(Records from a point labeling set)

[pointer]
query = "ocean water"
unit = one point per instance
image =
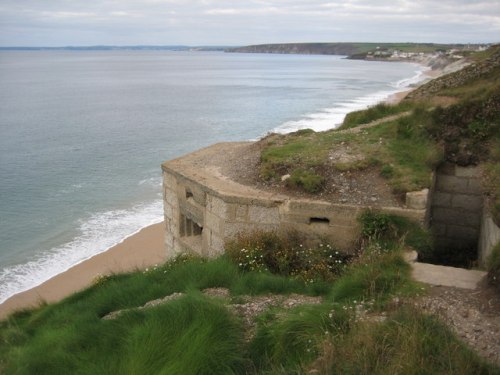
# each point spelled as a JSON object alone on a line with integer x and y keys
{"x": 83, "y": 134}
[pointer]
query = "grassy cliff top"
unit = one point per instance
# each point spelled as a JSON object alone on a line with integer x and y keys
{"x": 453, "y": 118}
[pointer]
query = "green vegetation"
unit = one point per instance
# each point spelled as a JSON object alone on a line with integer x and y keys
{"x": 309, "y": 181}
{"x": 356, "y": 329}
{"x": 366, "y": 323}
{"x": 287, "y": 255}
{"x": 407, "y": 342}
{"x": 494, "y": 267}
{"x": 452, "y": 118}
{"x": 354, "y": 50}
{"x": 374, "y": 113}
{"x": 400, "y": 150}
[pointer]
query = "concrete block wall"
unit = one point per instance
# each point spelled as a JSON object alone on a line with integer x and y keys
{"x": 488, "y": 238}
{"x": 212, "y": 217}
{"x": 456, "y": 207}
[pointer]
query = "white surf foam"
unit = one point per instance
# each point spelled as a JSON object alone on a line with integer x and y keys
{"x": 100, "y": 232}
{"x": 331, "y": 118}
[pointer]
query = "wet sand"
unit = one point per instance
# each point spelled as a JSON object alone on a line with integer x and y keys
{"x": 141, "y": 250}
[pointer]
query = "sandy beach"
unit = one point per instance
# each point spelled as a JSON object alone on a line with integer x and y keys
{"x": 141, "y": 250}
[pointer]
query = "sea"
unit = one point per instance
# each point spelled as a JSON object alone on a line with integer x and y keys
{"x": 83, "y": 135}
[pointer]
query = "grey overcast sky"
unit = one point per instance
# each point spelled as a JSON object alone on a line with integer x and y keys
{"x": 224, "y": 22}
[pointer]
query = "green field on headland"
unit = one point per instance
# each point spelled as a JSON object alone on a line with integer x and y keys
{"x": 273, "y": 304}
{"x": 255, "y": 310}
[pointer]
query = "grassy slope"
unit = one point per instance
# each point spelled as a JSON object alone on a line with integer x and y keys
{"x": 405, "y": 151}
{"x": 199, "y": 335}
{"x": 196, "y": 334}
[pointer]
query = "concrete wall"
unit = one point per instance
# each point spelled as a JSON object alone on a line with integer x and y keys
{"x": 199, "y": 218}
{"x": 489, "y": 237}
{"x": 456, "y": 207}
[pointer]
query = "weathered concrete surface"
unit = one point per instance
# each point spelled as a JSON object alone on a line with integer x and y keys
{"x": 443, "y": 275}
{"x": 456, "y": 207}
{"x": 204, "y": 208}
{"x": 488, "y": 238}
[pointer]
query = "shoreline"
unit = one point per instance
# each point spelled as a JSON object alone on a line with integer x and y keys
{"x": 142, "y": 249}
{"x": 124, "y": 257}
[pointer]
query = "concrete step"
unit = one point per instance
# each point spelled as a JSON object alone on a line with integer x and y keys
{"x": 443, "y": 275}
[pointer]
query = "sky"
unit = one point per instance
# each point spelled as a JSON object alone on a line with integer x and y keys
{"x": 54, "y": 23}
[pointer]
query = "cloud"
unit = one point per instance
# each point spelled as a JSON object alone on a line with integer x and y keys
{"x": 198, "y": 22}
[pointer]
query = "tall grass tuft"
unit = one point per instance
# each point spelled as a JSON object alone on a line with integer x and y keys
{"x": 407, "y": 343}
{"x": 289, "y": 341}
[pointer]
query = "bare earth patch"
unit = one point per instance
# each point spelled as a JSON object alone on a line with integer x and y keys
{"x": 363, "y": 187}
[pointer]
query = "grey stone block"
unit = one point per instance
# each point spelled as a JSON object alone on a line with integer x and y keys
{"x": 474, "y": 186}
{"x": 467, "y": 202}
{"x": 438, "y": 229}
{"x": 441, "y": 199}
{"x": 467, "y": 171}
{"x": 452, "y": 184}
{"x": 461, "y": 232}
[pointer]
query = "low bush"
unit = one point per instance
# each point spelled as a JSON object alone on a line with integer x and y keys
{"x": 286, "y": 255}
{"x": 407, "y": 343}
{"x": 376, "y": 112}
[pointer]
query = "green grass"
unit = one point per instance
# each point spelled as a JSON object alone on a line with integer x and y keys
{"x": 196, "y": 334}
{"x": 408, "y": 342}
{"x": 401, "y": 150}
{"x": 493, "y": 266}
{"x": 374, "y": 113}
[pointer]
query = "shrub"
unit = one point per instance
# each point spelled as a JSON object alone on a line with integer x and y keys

◆ Work to be completed: Extract every line in the records above that contains the string "green". Case counts.

◆ Finished task:
query = "green vegetation"
query = "green field on headland"
query = "green grass"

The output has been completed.